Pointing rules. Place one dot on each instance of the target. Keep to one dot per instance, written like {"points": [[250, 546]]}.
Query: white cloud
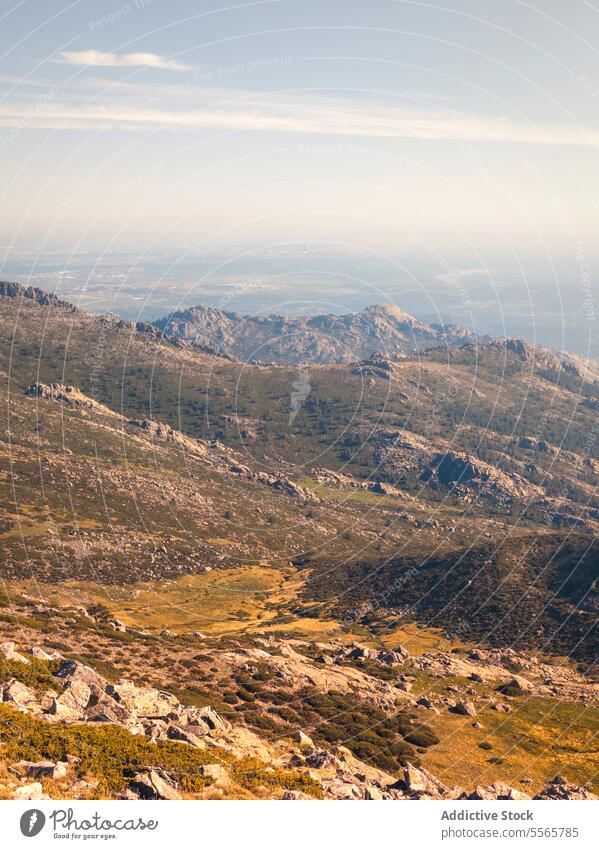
{"points": [[288, 114], [125, 60]]}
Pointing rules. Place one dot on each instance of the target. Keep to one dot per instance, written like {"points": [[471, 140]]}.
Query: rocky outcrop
{"points": [[281, 483], [71, 396], [354, 337], [153, 783], [32, 293], [560, 788], [165, 433]]}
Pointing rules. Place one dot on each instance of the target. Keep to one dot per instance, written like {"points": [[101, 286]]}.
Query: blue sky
{"points": [[379, 125]]}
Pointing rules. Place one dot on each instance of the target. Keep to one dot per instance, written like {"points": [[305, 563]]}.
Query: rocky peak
{"points": [[46, 299]]}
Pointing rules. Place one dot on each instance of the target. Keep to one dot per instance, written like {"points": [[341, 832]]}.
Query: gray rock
{"points": [[154, 783]]}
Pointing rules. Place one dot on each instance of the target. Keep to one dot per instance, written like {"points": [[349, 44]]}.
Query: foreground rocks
{"points": [[82, 695]]}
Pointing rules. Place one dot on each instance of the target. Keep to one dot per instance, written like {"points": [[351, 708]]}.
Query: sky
{"points": [[465, 128]]}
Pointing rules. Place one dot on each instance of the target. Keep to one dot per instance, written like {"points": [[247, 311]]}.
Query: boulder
{"points": [[16, 693], [7, 650], [76, 696], [42, 654], [186, 734], [517, 685], [208, 719], [373, 793], [464, 709], [42, 769], [303, 739], [560, 788], [419, 783], [143, 701], [31, 792], [217, 774], [154, 783], [72, 670], [499, 790]]}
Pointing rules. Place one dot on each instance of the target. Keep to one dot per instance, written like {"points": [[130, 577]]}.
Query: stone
{"points": [[464, 709], [420, 783], [31, 792], [208, 718], [217, 773], [61, 711], [340, 788], [185, 735], [76, 695], [522, 685], [144, 702], [499, 790], [154, 783], [7, 649], [303, 739], [16, 693], [42, 654], [560, 788], [373, 793], [42, 769]]}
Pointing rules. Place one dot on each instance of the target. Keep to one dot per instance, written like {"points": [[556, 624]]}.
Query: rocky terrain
{"points": [[371, 579], [196, 752], [318, 339]]}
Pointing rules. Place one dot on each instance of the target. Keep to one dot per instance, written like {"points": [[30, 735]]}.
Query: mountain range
{"points": [[357, 573], [323, 339]]}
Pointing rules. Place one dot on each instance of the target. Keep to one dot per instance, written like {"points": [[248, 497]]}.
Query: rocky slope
{"points": [[228, 758], [395, 558], [317, 339]]}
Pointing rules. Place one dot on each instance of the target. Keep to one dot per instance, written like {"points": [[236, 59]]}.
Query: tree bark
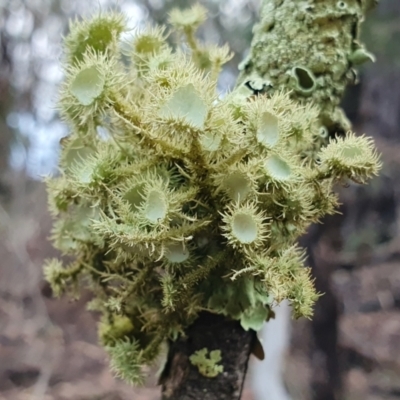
{"points": [[310, 48], [182, 381]]}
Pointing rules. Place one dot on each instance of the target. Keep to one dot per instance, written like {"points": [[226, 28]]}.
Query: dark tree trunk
{"points": [[182, 381]]}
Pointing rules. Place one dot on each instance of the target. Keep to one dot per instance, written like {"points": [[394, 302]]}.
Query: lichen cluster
{"points": [[315, 55], [172, 200]]}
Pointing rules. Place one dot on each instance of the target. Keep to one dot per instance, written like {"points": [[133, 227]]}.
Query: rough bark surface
{"points": [[182, 381]]}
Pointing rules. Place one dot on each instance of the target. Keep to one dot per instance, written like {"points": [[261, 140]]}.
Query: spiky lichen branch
{"points": [[174, 201]]}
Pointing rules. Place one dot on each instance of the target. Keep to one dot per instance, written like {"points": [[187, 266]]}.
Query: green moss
{"points": [[192, 202]]}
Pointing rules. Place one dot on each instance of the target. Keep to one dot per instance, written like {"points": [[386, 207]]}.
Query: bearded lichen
{"points": [[172, 200]]}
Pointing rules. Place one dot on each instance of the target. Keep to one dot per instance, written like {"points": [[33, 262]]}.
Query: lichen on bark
{"points": [[310, 48]]}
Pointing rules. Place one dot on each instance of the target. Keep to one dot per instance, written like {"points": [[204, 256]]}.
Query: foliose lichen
{"points": [[172, 200]]}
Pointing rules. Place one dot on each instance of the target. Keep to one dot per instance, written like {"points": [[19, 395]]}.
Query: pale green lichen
{"points": [[172, 200], [207, 362], [310, 54]]}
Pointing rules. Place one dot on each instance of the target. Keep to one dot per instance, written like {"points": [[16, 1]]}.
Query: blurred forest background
{"points": [[48, 350]]}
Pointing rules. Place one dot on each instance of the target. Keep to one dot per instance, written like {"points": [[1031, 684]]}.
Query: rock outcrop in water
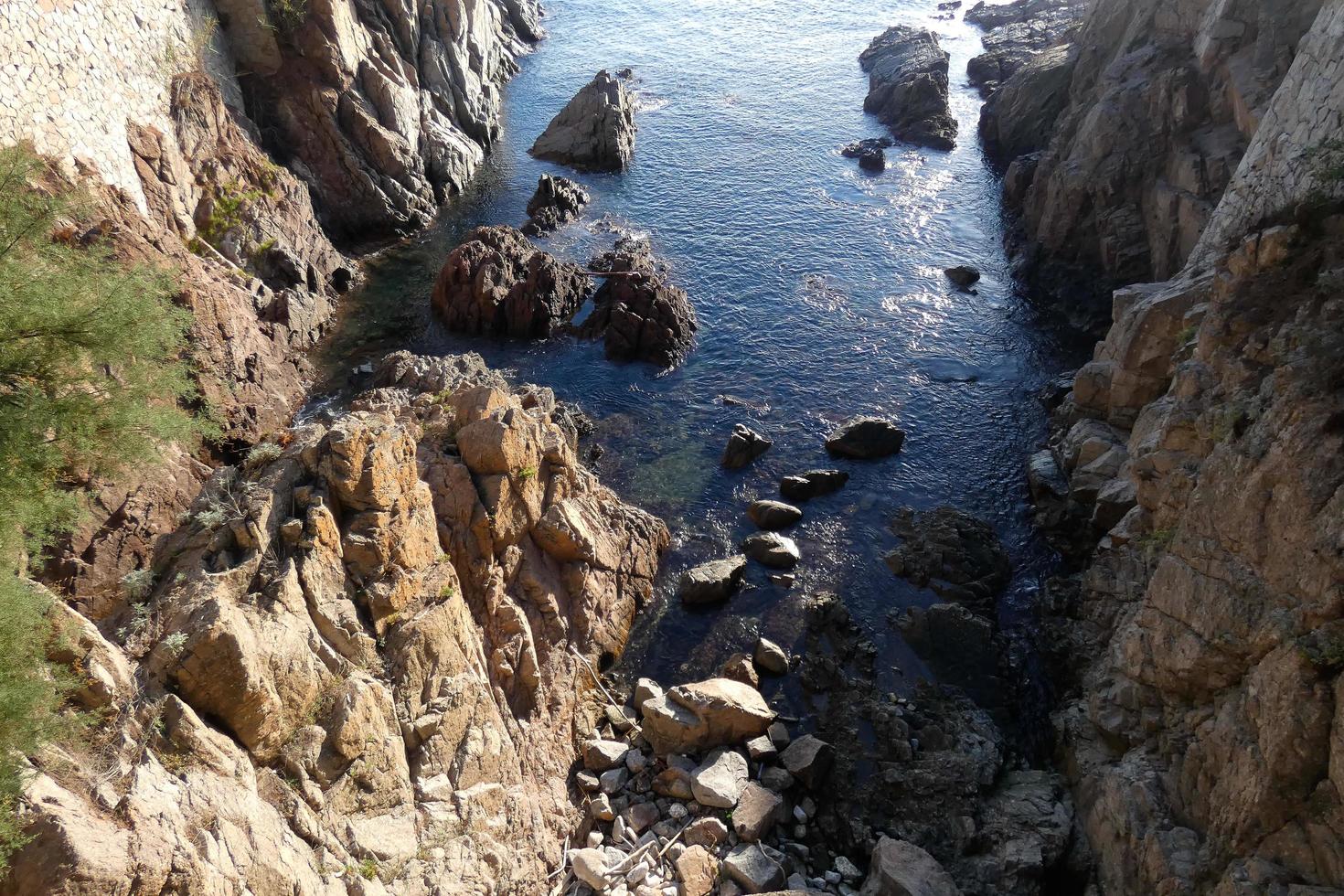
{"points": [[497, 283], [907, 86], [359, 663], [595, 131]]}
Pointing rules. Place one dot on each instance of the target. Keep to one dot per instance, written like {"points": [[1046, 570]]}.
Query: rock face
{"points": [[1163, 100], [907, 86], [497, 283], [383, 627], [637, 314], [595, 131], [557, 202]]}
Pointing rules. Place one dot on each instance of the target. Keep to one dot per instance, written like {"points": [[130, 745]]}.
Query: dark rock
{"points": [[636, 312], [497, 283], [907, 86], [557, 202], [711, 581], [952, 552], [595, 131], [963, 275], [866, 438], [773, 515], [812, 484], [743, 446]]}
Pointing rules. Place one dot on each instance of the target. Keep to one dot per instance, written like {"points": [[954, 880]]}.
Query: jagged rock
{"points": [[752, 869], [743, 446], [720, 778], [772, 549], [952, 552], [812, 484], [636, 312], [712, 581], [866, 438], [557, 202], [900, 868], [773, 515], [594, 131], [497, 283], [907, 86], [808, 759], [707, 713], [757, 812], [771, 657]]}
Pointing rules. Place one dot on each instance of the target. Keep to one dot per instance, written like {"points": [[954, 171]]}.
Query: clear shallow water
{"points": [[818, 289]]}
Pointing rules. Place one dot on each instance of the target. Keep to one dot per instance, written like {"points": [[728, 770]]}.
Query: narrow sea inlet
{"points": [[820, 294]]}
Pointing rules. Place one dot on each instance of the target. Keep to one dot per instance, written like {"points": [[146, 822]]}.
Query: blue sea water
{"points": [[820, 294]]}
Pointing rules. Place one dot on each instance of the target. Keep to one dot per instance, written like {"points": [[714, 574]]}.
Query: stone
{"points": [[594, 131], [720, 779], [772, 549], [812, 484], [698, 869], [752, 869], [745, 445], [712, 581], [808, 759], [866, 438], [757, 812], [963, 275], [773, 515], [900, 868], [603, 755], [497, 283], [771, 657], [907, 86]]}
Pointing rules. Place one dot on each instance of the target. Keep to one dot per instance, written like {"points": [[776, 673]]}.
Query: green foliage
{"points": [[91, 377]]}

◆ ◆ ◆ ◆ ◆

§ **Required work**
Your answer must be the full listing, reproduced word for word, without its pictures.

§ **Solution**
Pointing rules. Place one dot on each instance of the target. Keep to one dot per instance, written like {"points": [[250, 546]]}.
Query: white cloud
{"points": [[288, 114], [125, 60]]}
Pointing rules. Place one dot on each instance of the target. Keep to one dot per instance, written like {"points": [[471, 140]]}.
Query: rocky outcrop
{"points": [[281, 483], [71, 396], [354, 337], [153, 783], [32, 293], [560, 788], [165, 433]]}
Pointing rules. Place one dot on each instance of the target. Keep to one dot per instance, written like {"points": [[101, 286]]}.
Query: blue sky
{"points": [[379, 125]]}
Pointing rules. Place one dot on each instance of the target. Keep to one dot per instance, written like {"points": [[305, 563]]}.
Query: rocky peak
{"points": [[46, 299]]}
Pointing rules. Place one dot on each instance of the target. Keep to one dot per instance, written like {"points": [[341, 832]]}.
Query: gray rock
{"points": [[154, 783]]}
Pointing rules. Place one dot on each instance of the target. Keep to one dot per instance, written like {"points": [[349, 44]]}.
Query: foreground rocks
{"points": [[82, 695]]}
Pointing rules. Place one dot on each instance of the target. Keep to one dot per instance, written like {"points": [[351, 708]]}.
Query: sky
{"points": [[465, 128]]}
Pointing rules. Place one dot on each instance of the target. Keep to one dot per instance, written like {"points": [[247, 311]]}.
Query: boulder
{"points": [[16, 693], [7, 650], [76, 696], [42, 654], [186, 734], [517, 685], [208, 719], [373, 793], [464, 709], [42, 769], [303, 739], [560, 788], [419, 783], [143, 701], [31, 792], [217, 774], [154, 783], [72, 670], [499, 790]]}
Pointing rules. Place one dot on each instance of the target. Keep to one dot per instance, written like {"points": [[130, 577]]}.
Query: stone
{"points": [[464, 709], [420, 783], [31, 792], [208, 718], [217, 773], [61, 711], [340, 788], [185, 735], [76, 695], [522, 685], [144, 702], [499, 790], [154, 783], [7, 649], [303, 739], [16, 693], [42, 654], [560, 788], [373, 793], [42, 769]]}
Pointing rules. Place one dot on each instance of the target. Keep to one dot per instance, written like {"points": [[556, 624]]}.
Query: rocky terrain
{"points": [[371, 579], [196, 752], [318, 339]]}
Pointing rules. Place one dot on each instance of the target. Keep to one dot per instance, written like {"points": [[30, 735]]}.
Query: mountain range
{"points": [[357, 573], [323, 339]]}
Pointing rules. Place one dot on each instance of the target. Keep to one dot per instance, written like {"points": [[248, 497]]}.
Query: rocky slope
{"points": [[228, 758], [395, 558], [317, 339]]}
Pointing rules. Place one dot on each instance of the target. Keep to one dot per instance, written like {"points": [[236, 59]]}.
Query: tree bark
{"points": [[310, 48], [182, 381]]}
Pointing rules. Place one dot on each instance of the target. Keep to one dot per instance, written like {"points": [[226, 28]]}.
Query: dark tree trunk
{"points": [[182, 381]]}
Pointing rules. Place one dot on each instance of the target. Keep to one dot per instance, written like {"points": [[394, 302]]}.
Query: lichen cluster
{"points": [[315, 55], [172, 200]]}
Pointing rules. Place one dot on each instance of the target. Keep to one dot per instance, written like {"points": [[133, 227]]}.
Query: rough bark surface
{"points": [[182, 381]]}
Pointing rules. Place one dot on each instance of the target. Keep to one dot per instance, written like {"points": [[261, 140]]}.
Query: spiky lichen branch
{"points": [[174, 201]]}
Pointing rules. Place one dot on each instance of the target. Keep to one dot per instance, written like {"points": [[187, 266]]}.
Query: green moss
{"points": [[192, 202]]}
Pointing rules. Place one dot on each instance of the target. Keep to one dot per instance, written like {"points": [[386, 207]]}.
Query: bearded lichen
{"points": [[172, 200]]}
Pointing rules. Place one dot on each instance of the target. Keep to one dot per instance, written like {"points": [[33, 262]]}.
Query: lichen on bark
{"points": [[310, 48]]}
Pointing rules. Place one dot on each instance of the target. Keep to one dot per instance, written like {"points": [[204, 256]]}.
Query: foliose lichen
{"points": [[172, 200]]}
Pointing rules. Place one dot on each instance of the target. Keep to one dot per instance, written like {"points": [[19, 395]]}.
Query: pale green lichen
{"points": [[172, 200], [207, 362], [310, 54]]}
Pointing rules. Place one dot on each instance of the target. Keep to one dot per instance, written like {"points": [[16, 1]]}.
Query: blurred forest background
{"points": [[48, 350]]}
Pointing rules. Place one dot on each instance of the target. Keep to one dot per instance, written like {"points": [[1031, 684]]}.
Query: rock outcrop in water
{"points": [[497, 283], [907, 86], [359, 663], [595, 131]]}
Pointing rules. Place one dot on each instance of the target. Keep to one dot per instance, written like {"points": [[1046, 570]]}.
Query: rock face
{"points": [[1163, 100], [907, 86], [497, 283], [383, 627], [637, 314], [595, 131], [557, 202]]}
Pointing rules. Place one dot on each instance of the target. Keep to one dot per instance, written like {"points": [[130, 745]]}.
Query: dark rock
{"points": [[636, 312], [497, 283], [907, 86], [557, 202], [711, 581], [952, 552], [595, 131], [963, 275], [866, 438], [773, 515], [812, 484], [743, 446]]}
Pointing rules. Place one dot on each instance of the target. Keep to one dot per instance, written like {"points": [[954, 880]]}.
Query: jagged rock
{"points": [[752, 869], [743, 446], [720, 778], [772, 549], [952, 552], [812, 484], [636, 312], [712, 581], [866, 438], [557, 202], [900, 868], [773, 515], [594, 131], [497, 283], [907, 86], [808, 759], [707, 713], [757, 812], [771, 657]]}
Pointing rules. Place one dot on each instance of the target. Keep to one dot per instance, written like {"points": [[954, 171]]}.
Query: clear shallow water
{"points": [[818, 289]]}
Pointing rules. Place one dot on each instance of the target. Keep to one dot per instance, written like {"points": [[728, 770]]}.
Query: narrow sea inlet
{"points": [[820, 294]]}
Pointing rules. Place one dot on each instance of the target. Keep to one dot per instance, written like {"points": [[146, 822]]}.
Query: blue sea water
{"points": [[820, 294]]}
Pointing rules. Place one dot on each instance of the target. Keep to one dot per instance, written like {"points": [[714, 574]]}.
Query: stone
{"points": [[594, 131], [720, 779], [772, 549], [812, 484], [698, 869], [752, 869], [745, 445], [712, 581], [808, 759], [866, 438], [757, 812], [963, 275], [773, 515], [900, 868], [603, 755], [497, 283], [771, 657], [907, 86]]}
Pointing rules. Place one dot on each instance of the target. Keep to one dot per instance, written like {"points": [[776, 673]]}.
Query: green foliage
{"points": [[91, 377]]}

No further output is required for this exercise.